Excerpts from a point labeling dataset:
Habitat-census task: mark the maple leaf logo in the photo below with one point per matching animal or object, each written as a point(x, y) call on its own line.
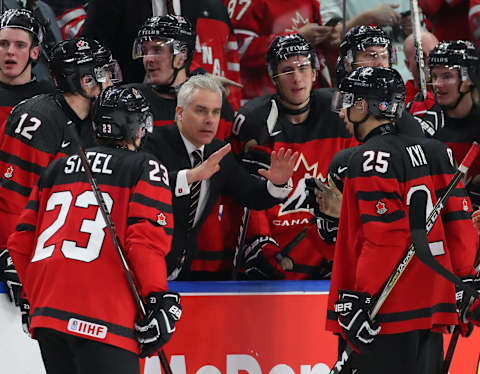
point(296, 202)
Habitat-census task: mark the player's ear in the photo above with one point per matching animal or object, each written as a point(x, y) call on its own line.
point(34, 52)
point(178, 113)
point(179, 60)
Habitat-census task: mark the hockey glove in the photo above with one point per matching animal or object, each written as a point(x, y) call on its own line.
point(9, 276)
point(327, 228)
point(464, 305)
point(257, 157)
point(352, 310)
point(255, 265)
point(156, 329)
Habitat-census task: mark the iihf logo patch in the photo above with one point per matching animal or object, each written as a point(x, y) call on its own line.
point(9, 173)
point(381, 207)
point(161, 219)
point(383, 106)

Written problem:
Reproduce all of the records above line for line, exactly as they appear, but leave out the pictures.

Output for this task:
Habitat-census task: mark the maple leaf logo in the photo below with one point per matching animal or object, each written as a point(x, y) call on its own line.
point(296, 202)
Habitat-census task: mark the player's ear in the photo above with one point per matching animal or object, each written as a point(x, y) call on its own line.
point(34, 52)
point(178, 113)
point(179, 60)
Habitat-census task: mark the hockey glove in the photo above with one point per matching animal or object, each written as a point(x, y) call on its own line.
point(9, 276)
point(327, 228)
point(464, 305)
point(257, 157)
point(352, 310)
point(255, 265)
point(156, 329)
Habitat-census task: mark the iihf logo patch in the photo above with one point per matching animal or object, each written as a point(x, y) call on its own line.
point(9, 173)
point(381, 207)
point(161, 219)
point(383, 106)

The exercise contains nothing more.